▶ [Tasks for this exercise]
a: Answer these questions about the guided policy search text:
(i) How do prior methods enforce the KL-divergence constraint on the local policies?
(ii) Whose earlier results does the proof of the first lemma build on?
(iii) What quantity does $Q_{\text{max},t}$ denote?
b: Go on with the guided policy search text, starting right after its last sentence.

The main distinction between the proposed method and prior guided policy search methods is that the constraint $D_\text{KL}(p_i(\tau) \| \bar{\pi}_{\theta i}(\tau)) \leq \epsilon$ is enforced on the local policies at each iteration, while in prior methods, this constraint is iteratively enforced via a dual descent procedure over multiple iterations. This means that the prior methods perform approximate mirror descent with step sizes that are adapted (by adjusting the Lagrange multipliers) but not constrained exactly. In our empirical evaluation, we show that our approach is somewhat more stable, though sometimes slower than these prior methods. This empirical observation agrees with our intuition: prior methods can sometimes be faster, because they do not exactly constrain the step size, but our method is simpler, requires less tuning, and always takes bounded steps on the global policy in trajectory space.

\section{Analysis in the Nonlinear Case}

Although the S-step under nonlinear dynamics is not an optimal projection onto the constraint manifold, we can bound the additional cost incurred by this projection in terms of the KL-divergence between $p_i(\action_t|\state_t)$ and $\pi_\theta(\action_t|\state_t)$. This analysis also reveals why prior guided policy search algorithms, which only have asymptotic convergence guarantees, still attain good performance in practice even after a small number of iterations. We will drop the subscript $i$ from $p_i(\action_t|\state_t)$ in this section for conciseness, though the same analysis can be repeated for multiple local policies $p_i(\action_t|\state_t)$.

\subsection{Bounding the Global Policy Cost}
\label{sec:bounding}

The analysis in this section is based on the following lemma, which we prove in Appendix~\ref{app:distro_bound}, building off of earlier results by Ross et al.~\cite{rgb-rilsp-11} and Schulman et al.~\cite{slmja-trpo-15}:

\begin{lemma}
	\label{lemma:distro_bound}
	Let $\epsilon_t = \max_{\state_t} D_\text{KL}(p(\action_t|\state_t) \| \pi_\theta(\action_t|\state_t)$. Then $D_\text{TV}(p(\state_t)\| \pi_\theta(\state_t)) \leq 2 \sum_{t=1}^T \sqrt{2\epsilon_t}$.
\end{lemma}


This means that if we can bound the KL-divergence between the policies, then the total variation divergence between their state marginals (given by $D_\text{TV}(p(\state_t)\| \pi_\theta(\state_t)) = \frac{1}{2}\|p(\state_t) - \pi_\theta(\state_t)\|_1$) will also be bounded. This bound allows us in turn to relate the total expected costs of the two policies to each other according to the following lemma, which we prove in Appendix~\ref{app:cost_bound}:

\begin{lemma}
	\label{lemma:cost_bound}
	If $D_\text{TV}(p(\state_t)\| \pi_\theta(\state_t)) \leq 2 \sum_{t=1}^T \sqrt{2\epsilon_t}$, then we can bound the total cost of $\pi_\theta$ as
    \[
    \sum_{t=1}^T E_{\pi_\theta(\state_t,\action_t)}[\ell(\state_t,\action_t)] \leq \sum_{t=1}^T \left[ E_{p(\state_t,\action_t)}[\ell(\state_t,\action_t)] + \sqrt{2\epsilon_t} \max_{\state_t, \action_t} \ell(\state_t, \action_t) + 2\sqrt{2\epsilon_t} Q_{\text{max},t} \right]
    \]
	where $Q_{\text{max},t} = \sum_{t^\prime=t}^T \max_{\mathbf{x}_{t^\prime},\mathbf{u}_{t^\prime}}\ell(\mathbf{x}_{t^\prime},\mathbf{u}_{t^\prime})$, the maximum total cost from time $t$ to $T$.

▶ [Dataset entries]
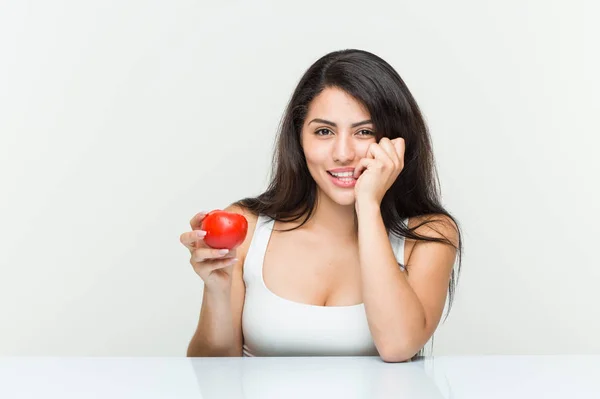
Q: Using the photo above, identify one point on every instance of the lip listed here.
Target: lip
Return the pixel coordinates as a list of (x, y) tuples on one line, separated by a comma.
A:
[(341, 170), (341, 183)]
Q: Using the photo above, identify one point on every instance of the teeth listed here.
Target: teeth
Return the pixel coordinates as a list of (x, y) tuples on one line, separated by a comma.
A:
[(343, 174)]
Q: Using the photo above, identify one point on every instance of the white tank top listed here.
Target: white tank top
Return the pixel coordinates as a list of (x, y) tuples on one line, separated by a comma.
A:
[(274, 326)]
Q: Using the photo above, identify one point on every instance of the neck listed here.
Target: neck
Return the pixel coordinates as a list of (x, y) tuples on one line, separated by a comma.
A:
[(333, 219)]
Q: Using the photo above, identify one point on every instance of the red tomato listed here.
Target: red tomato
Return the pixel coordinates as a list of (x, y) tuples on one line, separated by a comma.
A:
[(224, 229)]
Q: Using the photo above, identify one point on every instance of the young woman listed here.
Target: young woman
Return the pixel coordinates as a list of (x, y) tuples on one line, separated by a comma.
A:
[(349, 250)]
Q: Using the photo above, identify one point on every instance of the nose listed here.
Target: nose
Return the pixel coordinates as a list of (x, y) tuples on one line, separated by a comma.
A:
[(343, 149)]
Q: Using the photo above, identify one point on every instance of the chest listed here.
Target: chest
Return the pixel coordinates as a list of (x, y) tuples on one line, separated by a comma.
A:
[(323, 273)]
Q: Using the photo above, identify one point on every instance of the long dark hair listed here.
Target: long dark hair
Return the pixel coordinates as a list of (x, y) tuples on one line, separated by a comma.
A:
[(292, 192)]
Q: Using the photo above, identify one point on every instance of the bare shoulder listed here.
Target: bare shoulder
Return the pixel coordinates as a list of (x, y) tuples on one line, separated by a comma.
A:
[(251, 218), (435, 226)]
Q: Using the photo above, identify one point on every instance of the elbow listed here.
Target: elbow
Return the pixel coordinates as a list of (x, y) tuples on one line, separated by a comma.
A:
[(397, 353)]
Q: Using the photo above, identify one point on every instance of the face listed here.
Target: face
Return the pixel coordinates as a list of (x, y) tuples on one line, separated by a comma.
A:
[(335, 136)]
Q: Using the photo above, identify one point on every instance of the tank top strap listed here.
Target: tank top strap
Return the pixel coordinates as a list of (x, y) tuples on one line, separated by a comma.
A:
[(398, 246), (258, 246)]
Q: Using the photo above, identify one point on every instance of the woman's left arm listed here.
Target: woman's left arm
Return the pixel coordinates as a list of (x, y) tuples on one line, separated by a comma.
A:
[(403, 309)]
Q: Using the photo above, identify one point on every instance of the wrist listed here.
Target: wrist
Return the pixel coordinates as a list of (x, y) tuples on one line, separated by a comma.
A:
[(366, 205)]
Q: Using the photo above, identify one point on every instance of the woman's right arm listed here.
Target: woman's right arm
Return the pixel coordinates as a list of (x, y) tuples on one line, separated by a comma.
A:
[(219, 330)]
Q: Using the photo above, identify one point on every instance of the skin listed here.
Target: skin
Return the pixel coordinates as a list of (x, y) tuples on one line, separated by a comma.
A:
[(403, 309)]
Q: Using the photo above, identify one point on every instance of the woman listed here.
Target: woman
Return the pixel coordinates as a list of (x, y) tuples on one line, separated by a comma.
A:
[(349, 251)]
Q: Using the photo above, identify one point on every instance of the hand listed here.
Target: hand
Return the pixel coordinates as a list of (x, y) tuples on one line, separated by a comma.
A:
[(214, 266), (379, 169)]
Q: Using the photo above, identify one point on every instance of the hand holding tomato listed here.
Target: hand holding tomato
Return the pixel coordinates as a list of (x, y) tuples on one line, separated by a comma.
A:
[(214, 265)]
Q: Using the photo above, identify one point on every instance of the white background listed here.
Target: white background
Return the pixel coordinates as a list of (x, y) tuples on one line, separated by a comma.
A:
[(120, 120)]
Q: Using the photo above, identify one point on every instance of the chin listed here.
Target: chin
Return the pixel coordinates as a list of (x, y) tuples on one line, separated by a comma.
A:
[(342, 198)]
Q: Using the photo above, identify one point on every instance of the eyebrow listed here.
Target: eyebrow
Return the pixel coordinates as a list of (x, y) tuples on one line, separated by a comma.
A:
[(334, 125)]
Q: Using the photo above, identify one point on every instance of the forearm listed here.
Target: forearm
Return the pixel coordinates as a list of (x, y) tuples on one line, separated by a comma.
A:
[(395, 315), (214, 336)]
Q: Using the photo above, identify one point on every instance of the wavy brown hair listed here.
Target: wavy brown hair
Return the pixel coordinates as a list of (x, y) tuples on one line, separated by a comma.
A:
[(292, 192)]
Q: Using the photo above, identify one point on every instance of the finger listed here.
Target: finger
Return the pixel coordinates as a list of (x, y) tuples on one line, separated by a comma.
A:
[(196, 221), (390, 150), (203, 254), (193, 239), (220, 264), (364, 164), (379, 154), (400, 146)]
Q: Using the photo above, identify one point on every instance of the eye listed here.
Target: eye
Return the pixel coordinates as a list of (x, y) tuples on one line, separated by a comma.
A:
[(322, 130)]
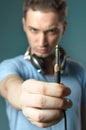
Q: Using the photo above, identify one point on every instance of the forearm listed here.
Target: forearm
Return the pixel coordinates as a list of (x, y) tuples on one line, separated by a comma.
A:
[(10, 89), (83, 117)]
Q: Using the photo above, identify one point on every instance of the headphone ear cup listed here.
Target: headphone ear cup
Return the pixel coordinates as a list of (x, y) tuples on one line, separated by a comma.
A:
[(38, 63)]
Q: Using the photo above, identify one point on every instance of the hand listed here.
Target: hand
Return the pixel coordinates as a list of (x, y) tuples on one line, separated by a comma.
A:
[(43, 103)]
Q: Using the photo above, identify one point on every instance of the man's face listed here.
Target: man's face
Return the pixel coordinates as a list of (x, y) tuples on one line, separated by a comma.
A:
[(43, 31)]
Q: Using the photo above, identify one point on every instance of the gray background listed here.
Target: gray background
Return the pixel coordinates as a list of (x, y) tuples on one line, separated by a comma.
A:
[(13, 41)]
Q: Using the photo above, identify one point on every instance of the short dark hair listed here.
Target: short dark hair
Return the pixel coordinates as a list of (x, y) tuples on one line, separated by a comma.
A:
[(58, 6)]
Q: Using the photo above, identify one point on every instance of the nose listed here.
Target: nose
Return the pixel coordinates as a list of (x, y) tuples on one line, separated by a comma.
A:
[(43, 39)]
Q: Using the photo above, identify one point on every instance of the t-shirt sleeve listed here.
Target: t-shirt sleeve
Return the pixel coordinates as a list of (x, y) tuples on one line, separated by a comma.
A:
[(8, 67)]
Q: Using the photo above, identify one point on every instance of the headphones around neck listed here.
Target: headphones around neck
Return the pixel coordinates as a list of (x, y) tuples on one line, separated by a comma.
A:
[(38, 62)]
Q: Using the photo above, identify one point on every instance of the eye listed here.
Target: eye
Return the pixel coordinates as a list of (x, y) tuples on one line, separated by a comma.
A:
[(33, 30), (54, 30)]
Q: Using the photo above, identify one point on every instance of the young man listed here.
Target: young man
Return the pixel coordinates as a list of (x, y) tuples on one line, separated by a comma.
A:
[(33, 99)]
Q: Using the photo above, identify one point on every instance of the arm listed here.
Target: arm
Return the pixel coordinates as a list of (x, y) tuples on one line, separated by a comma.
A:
[(42, 103), (83, 113)]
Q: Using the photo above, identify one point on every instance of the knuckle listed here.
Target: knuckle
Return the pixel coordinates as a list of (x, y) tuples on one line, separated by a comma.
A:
[(42, 102), (43, 89), (40, 118), (61, 93), (42, 125)]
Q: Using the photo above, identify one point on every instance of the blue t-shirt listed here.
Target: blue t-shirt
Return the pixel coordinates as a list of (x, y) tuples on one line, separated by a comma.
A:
[(74, 76)]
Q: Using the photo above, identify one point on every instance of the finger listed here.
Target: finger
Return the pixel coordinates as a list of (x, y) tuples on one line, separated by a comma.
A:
[(43, 125), (40, 101), (43, 115), (44, 88)]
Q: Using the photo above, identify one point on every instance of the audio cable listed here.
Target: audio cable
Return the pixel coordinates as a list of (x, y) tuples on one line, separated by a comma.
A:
[(57, 76)]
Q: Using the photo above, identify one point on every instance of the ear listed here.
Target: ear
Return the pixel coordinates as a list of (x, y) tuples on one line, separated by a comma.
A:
[(64, 26), (23, 23)]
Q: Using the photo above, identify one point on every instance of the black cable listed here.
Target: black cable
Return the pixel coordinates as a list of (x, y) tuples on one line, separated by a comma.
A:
[(57, 77)]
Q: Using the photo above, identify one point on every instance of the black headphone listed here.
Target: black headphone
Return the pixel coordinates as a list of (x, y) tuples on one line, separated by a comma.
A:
[(38, 62)]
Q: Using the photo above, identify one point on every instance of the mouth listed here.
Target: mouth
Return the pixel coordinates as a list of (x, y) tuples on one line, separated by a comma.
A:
[(42, 50)]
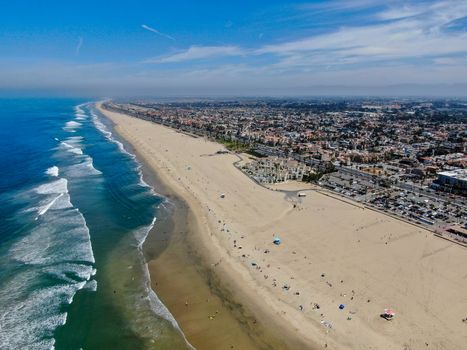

▶ [Results by task]
a:
(i) Iteratively, through a dual descent procedure over multiple iterations.
(ii) Ross et al. and Schulman et al.
(iii) The maximum total cost from time $t$ to $T$.

b:
\end{lemma}

This bound on the cost of $\pi_\theta(\action_t|\state_t)$ tells us that if we update $p(\action_t|\state_t)$ so as to decrease its total cost or decrease its KL-divergence against $\pi_\theta(\action_t|\state_t)$, we will eventually reduce the cost of $\pi_\theta(\action_t|\state_t)$. For the MDGPS algorithm, this bound suggests that we can ensure improvement of the global policy within a small number of iterations by appropriately choosing the constraint $\epsilon$ during the C-step. Recall that the C-step constrains $\sum_{t=1}^T \epsilon_t \leq \epsilon$, so if we choose $\epsilon$ to be small enough, we can close the gap between the local and global policies. Optimizing the bound directly turns out to produce very slow learning in practice, because the bound is very loose. However, it tells us that we can either decrease $\epsilon$ toward the end of the optimization process or if we observe the global policy performing much worse than the local policies. We discuss how this idea can be put into action in the next section.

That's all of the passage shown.